> _Task data_
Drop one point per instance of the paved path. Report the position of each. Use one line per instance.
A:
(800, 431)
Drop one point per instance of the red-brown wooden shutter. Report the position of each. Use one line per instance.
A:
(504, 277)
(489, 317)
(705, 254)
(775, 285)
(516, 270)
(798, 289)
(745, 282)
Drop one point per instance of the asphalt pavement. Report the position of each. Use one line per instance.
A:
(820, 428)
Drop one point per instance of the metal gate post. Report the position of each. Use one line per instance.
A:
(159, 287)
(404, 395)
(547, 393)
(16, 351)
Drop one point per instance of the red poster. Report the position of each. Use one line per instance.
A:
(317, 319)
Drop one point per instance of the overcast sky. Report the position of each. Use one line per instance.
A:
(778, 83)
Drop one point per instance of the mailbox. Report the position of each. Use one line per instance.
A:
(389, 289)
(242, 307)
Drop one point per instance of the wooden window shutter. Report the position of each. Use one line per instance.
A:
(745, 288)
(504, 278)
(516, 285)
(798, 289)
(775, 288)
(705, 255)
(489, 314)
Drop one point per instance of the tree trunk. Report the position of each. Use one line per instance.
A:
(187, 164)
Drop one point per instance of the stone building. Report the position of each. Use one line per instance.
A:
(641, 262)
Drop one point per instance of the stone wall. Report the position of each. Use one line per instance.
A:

==

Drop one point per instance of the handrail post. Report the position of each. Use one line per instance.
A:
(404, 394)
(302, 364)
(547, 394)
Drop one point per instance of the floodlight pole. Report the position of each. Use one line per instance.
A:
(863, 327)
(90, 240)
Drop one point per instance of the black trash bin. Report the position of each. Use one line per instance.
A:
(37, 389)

> _Your objective_
Which of the lines above contain the string "shutter", matching case exactly? Return each of those lines in full.

> _Output of the task_
Drop one point per instance of the red-brown wooden shutter. Report the position of each. Use one line per instance.
Drop one point per instance of the wooden window shutter. Report the position of each. Use one line per instance.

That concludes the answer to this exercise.